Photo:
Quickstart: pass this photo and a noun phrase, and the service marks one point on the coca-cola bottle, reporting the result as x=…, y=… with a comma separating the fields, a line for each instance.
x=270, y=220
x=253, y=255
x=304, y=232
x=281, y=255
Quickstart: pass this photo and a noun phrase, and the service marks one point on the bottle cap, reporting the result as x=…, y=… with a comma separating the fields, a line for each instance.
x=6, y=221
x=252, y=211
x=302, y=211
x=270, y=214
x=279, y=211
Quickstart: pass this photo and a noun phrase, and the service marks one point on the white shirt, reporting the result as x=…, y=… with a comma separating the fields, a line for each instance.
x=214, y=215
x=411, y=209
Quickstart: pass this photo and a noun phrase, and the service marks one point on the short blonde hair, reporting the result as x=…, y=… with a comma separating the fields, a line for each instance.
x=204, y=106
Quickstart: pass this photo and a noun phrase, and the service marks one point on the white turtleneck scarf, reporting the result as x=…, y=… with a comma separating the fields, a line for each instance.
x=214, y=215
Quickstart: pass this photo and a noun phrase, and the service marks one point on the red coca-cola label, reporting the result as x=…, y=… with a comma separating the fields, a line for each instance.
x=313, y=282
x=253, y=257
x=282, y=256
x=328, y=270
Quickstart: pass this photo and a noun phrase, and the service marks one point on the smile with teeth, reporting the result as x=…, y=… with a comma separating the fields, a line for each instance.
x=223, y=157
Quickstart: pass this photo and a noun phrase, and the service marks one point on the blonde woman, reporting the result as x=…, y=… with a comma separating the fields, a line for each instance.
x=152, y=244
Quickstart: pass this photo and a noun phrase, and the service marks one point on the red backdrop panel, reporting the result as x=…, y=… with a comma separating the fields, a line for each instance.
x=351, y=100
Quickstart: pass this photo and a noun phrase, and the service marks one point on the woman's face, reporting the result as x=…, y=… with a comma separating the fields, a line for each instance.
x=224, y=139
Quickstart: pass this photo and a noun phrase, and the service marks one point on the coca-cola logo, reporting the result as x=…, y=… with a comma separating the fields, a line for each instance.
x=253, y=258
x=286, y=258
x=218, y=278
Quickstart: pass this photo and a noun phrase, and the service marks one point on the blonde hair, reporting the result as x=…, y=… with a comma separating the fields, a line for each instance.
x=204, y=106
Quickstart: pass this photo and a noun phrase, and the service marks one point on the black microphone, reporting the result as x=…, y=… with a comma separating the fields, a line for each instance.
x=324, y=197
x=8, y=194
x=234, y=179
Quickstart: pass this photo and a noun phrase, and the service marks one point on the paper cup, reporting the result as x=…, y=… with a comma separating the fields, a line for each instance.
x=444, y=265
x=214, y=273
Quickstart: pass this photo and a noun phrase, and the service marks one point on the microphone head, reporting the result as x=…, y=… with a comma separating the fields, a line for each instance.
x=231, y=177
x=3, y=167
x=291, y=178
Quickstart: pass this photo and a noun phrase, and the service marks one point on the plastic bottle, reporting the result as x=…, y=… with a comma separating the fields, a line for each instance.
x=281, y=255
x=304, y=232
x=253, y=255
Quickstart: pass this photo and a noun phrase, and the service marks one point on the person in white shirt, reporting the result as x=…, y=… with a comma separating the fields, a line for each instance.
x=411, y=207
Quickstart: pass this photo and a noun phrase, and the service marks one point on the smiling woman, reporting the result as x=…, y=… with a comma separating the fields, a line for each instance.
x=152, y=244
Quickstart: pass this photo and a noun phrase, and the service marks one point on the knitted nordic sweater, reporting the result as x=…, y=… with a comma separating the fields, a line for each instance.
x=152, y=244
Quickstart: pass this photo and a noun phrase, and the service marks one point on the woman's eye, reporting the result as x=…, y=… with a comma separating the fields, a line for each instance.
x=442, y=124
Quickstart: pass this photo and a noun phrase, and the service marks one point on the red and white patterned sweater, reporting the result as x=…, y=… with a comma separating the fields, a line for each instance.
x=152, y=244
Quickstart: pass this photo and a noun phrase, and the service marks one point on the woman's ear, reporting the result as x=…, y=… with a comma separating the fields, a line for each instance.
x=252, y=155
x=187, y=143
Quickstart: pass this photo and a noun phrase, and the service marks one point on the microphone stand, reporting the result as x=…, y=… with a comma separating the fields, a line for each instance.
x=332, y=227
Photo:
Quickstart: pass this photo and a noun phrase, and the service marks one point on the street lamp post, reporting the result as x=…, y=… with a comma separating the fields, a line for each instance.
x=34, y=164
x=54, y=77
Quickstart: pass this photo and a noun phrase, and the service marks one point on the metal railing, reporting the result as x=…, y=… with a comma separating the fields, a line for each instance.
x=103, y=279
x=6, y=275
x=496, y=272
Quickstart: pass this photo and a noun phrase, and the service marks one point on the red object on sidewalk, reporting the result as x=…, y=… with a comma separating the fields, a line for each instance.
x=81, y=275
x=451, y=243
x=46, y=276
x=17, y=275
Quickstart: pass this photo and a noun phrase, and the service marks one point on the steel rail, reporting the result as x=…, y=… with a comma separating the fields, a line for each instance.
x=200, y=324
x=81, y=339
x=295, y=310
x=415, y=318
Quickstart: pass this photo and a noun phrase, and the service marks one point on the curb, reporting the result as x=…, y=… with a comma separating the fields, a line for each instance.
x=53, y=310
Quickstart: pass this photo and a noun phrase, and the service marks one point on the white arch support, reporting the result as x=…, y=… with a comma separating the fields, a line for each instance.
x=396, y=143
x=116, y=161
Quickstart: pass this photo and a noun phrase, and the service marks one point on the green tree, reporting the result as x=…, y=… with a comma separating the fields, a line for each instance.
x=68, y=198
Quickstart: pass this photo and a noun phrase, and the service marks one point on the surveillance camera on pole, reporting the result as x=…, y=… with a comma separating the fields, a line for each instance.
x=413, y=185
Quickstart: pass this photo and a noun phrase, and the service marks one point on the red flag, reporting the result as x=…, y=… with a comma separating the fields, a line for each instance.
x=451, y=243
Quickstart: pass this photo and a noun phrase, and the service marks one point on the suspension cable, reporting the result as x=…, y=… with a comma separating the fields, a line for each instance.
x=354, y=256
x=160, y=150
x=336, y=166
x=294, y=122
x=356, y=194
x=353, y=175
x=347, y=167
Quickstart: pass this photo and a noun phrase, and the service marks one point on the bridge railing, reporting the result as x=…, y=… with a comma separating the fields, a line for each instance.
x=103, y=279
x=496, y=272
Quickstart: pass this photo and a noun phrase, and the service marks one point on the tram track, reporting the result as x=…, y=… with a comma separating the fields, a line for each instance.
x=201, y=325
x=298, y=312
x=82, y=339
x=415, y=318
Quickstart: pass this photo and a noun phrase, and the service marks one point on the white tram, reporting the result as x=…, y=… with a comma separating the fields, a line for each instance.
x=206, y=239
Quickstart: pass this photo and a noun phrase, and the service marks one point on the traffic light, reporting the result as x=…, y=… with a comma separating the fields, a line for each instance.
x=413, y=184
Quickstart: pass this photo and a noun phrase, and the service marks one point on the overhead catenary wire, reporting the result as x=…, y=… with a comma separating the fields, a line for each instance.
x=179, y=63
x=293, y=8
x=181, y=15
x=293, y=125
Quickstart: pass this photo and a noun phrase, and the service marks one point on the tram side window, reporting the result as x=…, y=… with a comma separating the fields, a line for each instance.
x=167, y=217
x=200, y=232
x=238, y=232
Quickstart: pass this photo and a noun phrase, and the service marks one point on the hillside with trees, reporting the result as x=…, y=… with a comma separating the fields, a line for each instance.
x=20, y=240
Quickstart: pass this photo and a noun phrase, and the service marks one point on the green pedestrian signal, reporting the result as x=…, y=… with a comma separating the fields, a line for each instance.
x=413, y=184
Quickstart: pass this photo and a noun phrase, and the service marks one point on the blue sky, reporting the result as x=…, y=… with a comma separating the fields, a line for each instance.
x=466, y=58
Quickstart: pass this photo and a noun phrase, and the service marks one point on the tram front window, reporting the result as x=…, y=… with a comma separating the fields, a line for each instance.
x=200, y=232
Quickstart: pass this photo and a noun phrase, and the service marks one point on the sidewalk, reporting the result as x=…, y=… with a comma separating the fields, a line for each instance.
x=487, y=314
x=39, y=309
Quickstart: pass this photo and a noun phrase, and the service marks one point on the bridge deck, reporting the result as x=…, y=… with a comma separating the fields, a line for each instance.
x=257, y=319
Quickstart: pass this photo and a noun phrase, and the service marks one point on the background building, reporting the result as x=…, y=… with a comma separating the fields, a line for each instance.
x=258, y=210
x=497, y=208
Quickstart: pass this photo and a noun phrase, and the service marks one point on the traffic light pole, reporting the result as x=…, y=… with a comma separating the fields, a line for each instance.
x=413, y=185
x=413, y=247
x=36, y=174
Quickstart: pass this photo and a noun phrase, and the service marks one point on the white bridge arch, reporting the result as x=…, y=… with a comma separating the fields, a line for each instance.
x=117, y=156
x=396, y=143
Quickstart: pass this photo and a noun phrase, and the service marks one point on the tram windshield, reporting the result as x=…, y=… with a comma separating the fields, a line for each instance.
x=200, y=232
◆ ◆ ◆ ◆ ◆ ◆ ◆
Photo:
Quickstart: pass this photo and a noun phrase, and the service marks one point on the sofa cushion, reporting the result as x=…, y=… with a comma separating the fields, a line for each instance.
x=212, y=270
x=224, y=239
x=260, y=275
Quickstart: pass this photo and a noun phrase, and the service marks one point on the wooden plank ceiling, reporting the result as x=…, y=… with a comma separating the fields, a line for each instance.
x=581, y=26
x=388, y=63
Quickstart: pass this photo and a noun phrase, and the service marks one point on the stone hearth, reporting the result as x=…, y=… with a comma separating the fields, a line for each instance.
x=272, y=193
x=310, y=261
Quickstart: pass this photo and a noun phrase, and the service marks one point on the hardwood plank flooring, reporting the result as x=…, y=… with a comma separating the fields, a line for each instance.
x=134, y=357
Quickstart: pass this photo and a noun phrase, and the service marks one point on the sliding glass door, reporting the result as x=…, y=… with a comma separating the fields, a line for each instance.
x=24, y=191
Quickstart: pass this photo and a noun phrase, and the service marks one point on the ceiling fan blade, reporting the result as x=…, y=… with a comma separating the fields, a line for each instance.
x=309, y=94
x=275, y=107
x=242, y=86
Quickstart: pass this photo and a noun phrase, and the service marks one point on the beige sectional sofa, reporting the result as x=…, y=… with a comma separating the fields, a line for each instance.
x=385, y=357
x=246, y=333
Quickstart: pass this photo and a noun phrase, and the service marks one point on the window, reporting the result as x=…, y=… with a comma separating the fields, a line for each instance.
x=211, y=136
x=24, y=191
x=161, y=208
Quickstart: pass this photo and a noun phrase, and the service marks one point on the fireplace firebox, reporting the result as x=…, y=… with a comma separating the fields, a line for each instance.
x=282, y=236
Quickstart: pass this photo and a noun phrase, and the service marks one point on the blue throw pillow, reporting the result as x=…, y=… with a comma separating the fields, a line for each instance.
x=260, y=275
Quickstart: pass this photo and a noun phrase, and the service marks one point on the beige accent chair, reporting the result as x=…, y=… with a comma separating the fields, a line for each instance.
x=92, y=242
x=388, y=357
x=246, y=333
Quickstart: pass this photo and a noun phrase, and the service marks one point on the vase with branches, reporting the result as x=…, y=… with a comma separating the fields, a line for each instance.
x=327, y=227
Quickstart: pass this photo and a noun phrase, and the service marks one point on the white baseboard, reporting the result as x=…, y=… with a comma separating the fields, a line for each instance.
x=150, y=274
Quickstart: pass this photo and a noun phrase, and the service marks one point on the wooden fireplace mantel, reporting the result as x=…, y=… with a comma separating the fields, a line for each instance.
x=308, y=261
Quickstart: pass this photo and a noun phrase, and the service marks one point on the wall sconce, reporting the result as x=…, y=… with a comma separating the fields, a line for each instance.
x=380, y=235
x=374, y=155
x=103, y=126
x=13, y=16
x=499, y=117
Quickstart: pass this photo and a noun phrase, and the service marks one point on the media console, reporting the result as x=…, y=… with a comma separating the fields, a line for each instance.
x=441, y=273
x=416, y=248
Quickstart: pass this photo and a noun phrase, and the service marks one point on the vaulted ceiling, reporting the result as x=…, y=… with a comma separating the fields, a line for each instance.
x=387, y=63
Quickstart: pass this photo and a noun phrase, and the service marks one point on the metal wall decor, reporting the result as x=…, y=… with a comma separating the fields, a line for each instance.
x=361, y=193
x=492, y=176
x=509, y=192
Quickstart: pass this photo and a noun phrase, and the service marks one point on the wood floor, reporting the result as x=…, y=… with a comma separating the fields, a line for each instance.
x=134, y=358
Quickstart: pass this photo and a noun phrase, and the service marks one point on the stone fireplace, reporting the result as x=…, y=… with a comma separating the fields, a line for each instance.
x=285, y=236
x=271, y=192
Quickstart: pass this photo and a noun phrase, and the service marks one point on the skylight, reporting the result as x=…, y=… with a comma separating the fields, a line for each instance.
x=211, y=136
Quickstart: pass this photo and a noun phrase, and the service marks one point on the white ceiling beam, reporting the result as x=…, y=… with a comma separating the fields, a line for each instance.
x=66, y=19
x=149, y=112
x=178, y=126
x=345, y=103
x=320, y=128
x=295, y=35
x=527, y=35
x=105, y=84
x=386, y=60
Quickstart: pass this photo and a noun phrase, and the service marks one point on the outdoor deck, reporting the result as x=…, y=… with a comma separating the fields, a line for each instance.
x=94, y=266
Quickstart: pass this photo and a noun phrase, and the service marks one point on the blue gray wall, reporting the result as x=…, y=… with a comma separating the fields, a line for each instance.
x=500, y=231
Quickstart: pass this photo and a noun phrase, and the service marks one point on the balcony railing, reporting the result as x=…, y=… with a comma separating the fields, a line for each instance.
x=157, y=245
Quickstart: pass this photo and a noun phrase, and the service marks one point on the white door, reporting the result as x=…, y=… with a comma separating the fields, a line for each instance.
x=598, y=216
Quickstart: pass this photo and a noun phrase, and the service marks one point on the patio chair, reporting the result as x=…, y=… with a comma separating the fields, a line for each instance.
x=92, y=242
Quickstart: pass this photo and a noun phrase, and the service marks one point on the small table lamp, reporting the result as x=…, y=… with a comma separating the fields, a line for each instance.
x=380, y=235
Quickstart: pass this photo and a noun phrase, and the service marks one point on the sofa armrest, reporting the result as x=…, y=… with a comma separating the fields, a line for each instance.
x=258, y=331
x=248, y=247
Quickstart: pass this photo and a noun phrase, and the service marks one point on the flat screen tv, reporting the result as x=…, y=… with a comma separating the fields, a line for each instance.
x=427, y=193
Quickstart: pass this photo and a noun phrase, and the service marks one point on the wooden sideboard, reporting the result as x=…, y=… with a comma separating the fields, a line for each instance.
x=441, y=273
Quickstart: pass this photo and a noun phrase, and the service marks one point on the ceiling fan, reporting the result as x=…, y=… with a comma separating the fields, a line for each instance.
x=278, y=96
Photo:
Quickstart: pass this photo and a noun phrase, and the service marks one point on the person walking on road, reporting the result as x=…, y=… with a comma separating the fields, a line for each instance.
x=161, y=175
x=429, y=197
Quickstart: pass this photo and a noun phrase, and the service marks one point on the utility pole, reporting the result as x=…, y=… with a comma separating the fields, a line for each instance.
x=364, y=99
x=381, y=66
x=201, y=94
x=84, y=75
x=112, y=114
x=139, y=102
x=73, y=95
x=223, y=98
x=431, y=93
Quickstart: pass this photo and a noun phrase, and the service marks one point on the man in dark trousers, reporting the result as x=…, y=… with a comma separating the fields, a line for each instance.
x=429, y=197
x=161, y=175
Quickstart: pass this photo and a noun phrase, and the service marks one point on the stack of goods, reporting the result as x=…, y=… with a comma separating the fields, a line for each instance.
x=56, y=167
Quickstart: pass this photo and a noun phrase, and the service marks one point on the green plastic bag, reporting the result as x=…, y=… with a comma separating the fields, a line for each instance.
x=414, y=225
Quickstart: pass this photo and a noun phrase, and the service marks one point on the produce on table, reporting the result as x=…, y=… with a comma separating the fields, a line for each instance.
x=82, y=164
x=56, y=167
◆ ◆ ◆ ◆ ◆ ◆ ◆
— Exercise —
Convert the lines of the rows above into a JSON list of strings, one string per line, skipping any blank lines. Begin at the line that contains "on the wall" and stop after the line that contains "x=94, y=266".

— Written answer —
[
  "Quickstart: pass this photo and a noun phrase, and the service marks one point on the wall sconce, reporting the result as x=…, y=… with a comma separating the fields, a line for each instance.",
  "x=380, y=235",
  "x=374, y=155",
  "x=103, y=126",
  "x=13, y=16",
  "x=499, y=117",
  "Quickstart: pass this photo and a noun phrase, and the service marks one point on the media console, reporting the result as x=…, y=… with a comma separating the fields, a line for each instance.",
  "x=441, y=273",
  "x=416, y=248",
  "Quickstart: pass this photo and a noun phrase, and the service marks one point on the vaulted ceiling, reporting the result as x=…, y=… with a comma separating the fields, a line for each instance.",
  "x=387, y=63",
  "Quickstart: pass this photo and a noun phrase, and the service marks one point on the metal wall decor, reporting the result as x=…, y=… with a comma separating the fields, a line for each instance.",
  "x=361, y=193",
  "x=492, y=176",
  "x=509, y=192",
  "Quickstart: pass this photo and a noun phrase, and the service marks one point on the wood floor, reporting the result as x=…, y=… with a comma separating the fields, a line for each instance.",
  "x=134, y=358",
  "Quickstart: pass this photo and a noun phrase, and the service marks one point on the stone fireplace, reporting the result as x=…, y=… with a comma separating the fields, a line for each instance.",
  "x=285, y=236",
  "x=271, y=192",
  "Quickstart: pass this photo and a noun phrase, and the service marks one point on the skylight, reporting the result as x=…, y=… with a comma separating the fields, a line for each instance.",
  "x=211, y=136",
  "Quickstart: pass this photo and a noun phrase, and the service marks one point on the white ceiling beam, reporting the result as x=…, y=… with a comma separating the fields, a line for each instance.",
  "x=66, y=19",
  "x=149, y=112",
  "x=178, y=126",
  "x=345, y=103",
  "x=320, y=128",
  "x=295, y=35",
  "x=527, y=35",
  "x=105, y=84",
  "x=386, y=60",
  "Quickstart: pass this photo and a noun phrase, and the service marks one point on the outdoor deck, reporting the result as x=…, y=… with a comma separating the fields, a line for each instance.",
  "x=94, y=266"
]